:: TASK STATEMENT ::
Copy the entire listing below word for word, keeping every line in its original order.

:: ITEMS ::
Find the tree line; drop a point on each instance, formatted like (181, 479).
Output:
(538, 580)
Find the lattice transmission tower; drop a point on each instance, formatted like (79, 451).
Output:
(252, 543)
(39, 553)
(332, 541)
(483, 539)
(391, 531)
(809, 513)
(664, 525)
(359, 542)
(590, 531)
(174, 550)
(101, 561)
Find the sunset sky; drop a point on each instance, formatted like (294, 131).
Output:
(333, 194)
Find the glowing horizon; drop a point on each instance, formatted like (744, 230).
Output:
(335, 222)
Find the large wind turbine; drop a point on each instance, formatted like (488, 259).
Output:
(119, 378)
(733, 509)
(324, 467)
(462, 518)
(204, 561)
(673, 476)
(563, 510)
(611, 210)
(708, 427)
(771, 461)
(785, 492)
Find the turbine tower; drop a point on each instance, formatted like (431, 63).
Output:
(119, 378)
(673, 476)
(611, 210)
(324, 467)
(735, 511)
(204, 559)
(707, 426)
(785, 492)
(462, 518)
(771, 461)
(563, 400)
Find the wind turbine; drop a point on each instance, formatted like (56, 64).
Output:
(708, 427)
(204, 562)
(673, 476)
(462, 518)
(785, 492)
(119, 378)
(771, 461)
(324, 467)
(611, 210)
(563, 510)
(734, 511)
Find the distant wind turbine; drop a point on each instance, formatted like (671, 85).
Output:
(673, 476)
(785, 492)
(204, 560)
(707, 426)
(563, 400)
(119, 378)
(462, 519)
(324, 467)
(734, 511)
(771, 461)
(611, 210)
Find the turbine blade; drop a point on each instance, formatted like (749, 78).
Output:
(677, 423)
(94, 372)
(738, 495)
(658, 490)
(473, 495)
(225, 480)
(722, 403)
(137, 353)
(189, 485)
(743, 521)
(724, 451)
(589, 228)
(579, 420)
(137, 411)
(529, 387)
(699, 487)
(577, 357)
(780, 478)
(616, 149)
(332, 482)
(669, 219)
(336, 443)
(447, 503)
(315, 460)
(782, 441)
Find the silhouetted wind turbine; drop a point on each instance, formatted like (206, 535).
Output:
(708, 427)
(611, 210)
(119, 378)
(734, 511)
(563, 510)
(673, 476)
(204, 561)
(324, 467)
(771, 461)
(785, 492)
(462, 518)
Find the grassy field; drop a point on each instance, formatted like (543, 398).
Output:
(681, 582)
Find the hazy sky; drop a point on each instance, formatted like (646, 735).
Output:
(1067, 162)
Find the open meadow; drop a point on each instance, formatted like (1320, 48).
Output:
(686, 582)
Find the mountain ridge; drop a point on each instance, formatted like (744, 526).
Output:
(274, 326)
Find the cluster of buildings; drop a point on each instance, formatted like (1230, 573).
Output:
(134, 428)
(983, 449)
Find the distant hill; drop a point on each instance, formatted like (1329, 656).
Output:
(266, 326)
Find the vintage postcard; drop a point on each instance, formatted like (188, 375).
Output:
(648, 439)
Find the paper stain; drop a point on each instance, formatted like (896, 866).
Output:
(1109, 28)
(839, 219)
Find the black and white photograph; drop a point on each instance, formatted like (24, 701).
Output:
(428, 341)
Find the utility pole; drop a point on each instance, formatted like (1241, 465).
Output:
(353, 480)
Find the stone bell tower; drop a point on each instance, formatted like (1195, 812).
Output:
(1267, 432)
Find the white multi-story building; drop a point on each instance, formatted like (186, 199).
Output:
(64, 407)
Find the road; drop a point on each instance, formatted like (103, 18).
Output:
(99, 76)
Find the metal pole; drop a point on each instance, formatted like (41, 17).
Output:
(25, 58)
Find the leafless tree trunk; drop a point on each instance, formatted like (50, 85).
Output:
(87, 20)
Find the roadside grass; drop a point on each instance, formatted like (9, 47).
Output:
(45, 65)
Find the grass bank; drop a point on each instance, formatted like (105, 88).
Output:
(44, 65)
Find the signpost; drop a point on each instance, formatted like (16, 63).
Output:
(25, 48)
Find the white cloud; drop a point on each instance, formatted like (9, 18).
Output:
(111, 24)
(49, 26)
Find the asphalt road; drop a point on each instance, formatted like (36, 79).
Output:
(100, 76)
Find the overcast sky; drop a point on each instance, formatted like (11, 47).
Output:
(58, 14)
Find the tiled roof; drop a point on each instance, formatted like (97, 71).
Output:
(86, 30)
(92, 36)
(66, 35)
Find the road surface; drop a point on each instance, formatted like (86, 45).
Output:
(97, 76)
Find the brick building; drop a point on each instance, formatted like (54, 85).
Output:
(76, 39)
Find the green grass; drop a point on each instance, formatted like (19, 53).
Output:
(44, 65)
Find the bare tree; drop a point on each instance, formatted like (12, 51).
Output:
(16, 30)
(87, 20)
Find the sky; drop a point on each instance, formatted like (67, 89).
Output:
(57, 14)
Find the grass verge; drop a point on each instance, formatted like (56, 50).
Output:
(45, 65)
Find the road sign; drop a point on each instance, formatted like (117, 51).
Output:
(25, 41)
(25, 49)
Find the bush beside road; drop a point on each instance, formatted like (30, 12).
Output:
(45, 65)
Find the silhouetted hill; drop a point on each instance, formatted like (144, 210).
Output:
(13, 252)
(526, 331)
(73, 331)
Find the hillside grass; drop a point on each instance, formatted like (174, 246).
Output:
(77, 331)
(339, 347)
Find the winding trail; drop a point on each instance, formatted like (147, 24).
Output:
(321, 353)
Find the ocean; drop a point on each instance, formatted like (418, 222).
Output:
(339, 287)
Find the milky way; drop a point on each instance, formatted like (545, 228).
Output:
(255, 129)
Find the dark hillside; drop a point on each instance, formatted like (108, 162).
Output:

:: CORRECT RESULT ::
Find the tree line; drop a point on each instance, formatted like (181, 479).
Output:
(538, 580)
Find the lattice transmission tower; drop a point on each instance, formatted like (79, 451).
Output:
(252, 543)
(39, 553)
(332, 541)
(483, 539)
(391, 531)
(809, 513)
(664, 525)
(359, 542)
(590, 531)
(174, 550)
(101, 561)
Find the sunset sky; drop a point on each instance, formatted like (294, 131).
Output:
(333, 194)
Find the glowing horizon; drop a point on each instance, formatted like (744, 230).
Output:
(335, 222)
Find the large wind turbine; drop a point on each instance, formatted like (488, 259).
Output:
(119, 378)
(733, 509)
(324, 467)
(462, 518)
(204, 561)
(673, 476)
(563, 510)
(611, 210)
(708, 427)
(771, 461)
(785, 492)
Find the turbine tower; drop a point on each instance, formatted like (431, 63).
Output:
(119, 378)
(673, 476)
(611, 210)
(324, 467)
(735, 511)
(204, 559)
(707, 426)
(785, 492)
(462, 518)
(771, 461)
(563, 400)
Find the wind turbine; drop a point on each instance, formatted like (56, 64).
Output:
(708, 427)
(204, 562)
(673, 476)
(462, 518)
(785, 492)
(119, 378)
(771, 461)
(324, 467)
(611, 210)
(563, 510)
(734, 511)
Find the distant wind turbine; drop a point on each instance, formatted like (671, 85).
Output:
(673, 476)
(785, 492)
(204, 560)
(707, 426)
(563, 400)
(119, 378)
(462, 519)
(324, 467)
(734, 511)
(771, 461)
(611, 210)
Find the turbine blade; drop a point on each instance, formatted like (749, 78).
Output:
(677, 423)
(94, 372)
(738, 495)
(658, 490)
(473, 495)
(225, 480)
(722, 403)
(137, 353)
(189, 485)
(743, 521)
(724, 451)
(589, 228)
(579, 420)
(137, 411)
(529, 387)
(699, 487)
(577, 357)
(780, 478)
(616, 149)
(332, 482)
(669, 219)
(336, 443)
(447, 503)
(315, 460)
(782, 441)
Find the silhouetted wind turbine; drop a point on each instance, formatted like (206, 535).
Output:
(708, 427)
(611, 210)
(119, 378)
(734, 511)
(563, 510)
(673, 476)
(204, 561)
(324, 467)
(771, 461)
(785, 492)
(462, 518)
Find the grassy field; drop a point on each instance, formatted like (543, 398).
Output:
(681, 582)
Find the hazy sky; drop a point on each instance, formatted like (646, 735).
Output:
(1067, 162)
Find the open meadow; drop a point on each instance, formatted like (1320, 48).
Output:
(686, 582)
Find the mountain ridge; drop a point on each instance, formatted like (744, 526).
Output:
(274, 326)
Find the cluster of buildings; drop a point on each instance, formatted like (1230, 573).
Output:
(134, 428)
(983, 449)
Find the distant hill; drop a point on each instance, formatted like (1329, 656).
Output:
(266, 326)
Find the vintage postcard; drop a point on each instance, formatted like (188, 375).
Output:
(648, 439)
Find the paper stain; drop a point on each instance, formatted like (896, 866).
Output:
(1109, 28)
(839, 219)
Find the black and white photograph; drop a point on each instance, formatted like (24, 701).
Output:
(428, 341)
Find the utility pole; drop a point on each instance, formatted like (1241, 465).
Output:
(353, 480)
Find the stone bell tower; drop a point on each instance, formatted like (1195, 812).
Output:
(1267, 432)
Find the white multi-story building; drop a point on each instance, formatted like (186, 199).
Output:
(64, 407)
Find the road; drop a point on each instance, formatted like (103, 18).
Output:
(99, 76)
Find the metal pole; drop a point on each instance, formatted like (41, 17).
Output:
(25, 58)
Find the leafless tree trunk; drop a point on each instance, formatted like (50, 85).
Output:
(87, 20)
Find the roadside grass; drop a point on each instance, formatted like (9, 47).
Output:
(45, 65)
Find the grass bank; drop a point on each instance, formatted like (105, 88).
Output:
(44, 65)
Find the signpost; drop a point on each instance, formatted like (16, 63).
Output:
(25, 48)
Find the white cloud; drop a point on each instance, formatted like (9, 18).
Output:
(111, 24)
(49, 26)
Find the asphalt road; drop a point on each instance, formatted like (36, 79).
Output:
(100, 76)
Find the overcast sky; drop a point on each instance, formatted like (11, 47).
Output:
(58, 14)
Find the tiled roof; drop a point on each instance, formatted like (97, 71).
Output:
(86, 30)
(92, 36)
(66, 35)
Find the road surface; drop a point on each instance, formatted like (86, 45).
Output:
(97, 76)
Find the brick building; drop a point on each instance, formatted like (54, 85).
Output:
(76, 39)
Find the green grass; drop a point on each instance, formatted like (19, 53).
Output:
(44, 65)
Find the bare tree; drop a point on each instance, formatted like (12, 51).
Output:
(16, 30)
(87, 20)
Find the sky; drop a point on each instance, formatted like (67, 89).
Output:
(57, 14)
Find the grass verge; drop a point on each instance, formatted like (56, 50).
Output:
(45, 65)
Find the road sign; drop a point on each instance, formatted like (117, 51).
Output:
(25, 41)
(25, 49)
Find the bush beside road; drop a point on each instance, formatted like (30, 12).
Output:
(45, 65)
Find the silhouetted hill; drop a point on each instance, formatted like (144, 210).
Output:
(13, 252)
(526, 331)
(73, 331)
Find the hillside grass; drop a point on each instance, formatted like (174, 246).
Output:
(77, 331)
(339, 347)
Find the winding trail; drop a point on each instance, formatted like (147, 24).
Output:
(321, 353)
Find the ocean; drop a point on each instance, formatted like (418, 222).
Output:
(339, 287)
Find the milky way; drop a point on each instance, formatted like (545, 228).
Output:
(255, 129)
Find the dark hillside; drop a point on each instance, formatted like (108, 162).
Output:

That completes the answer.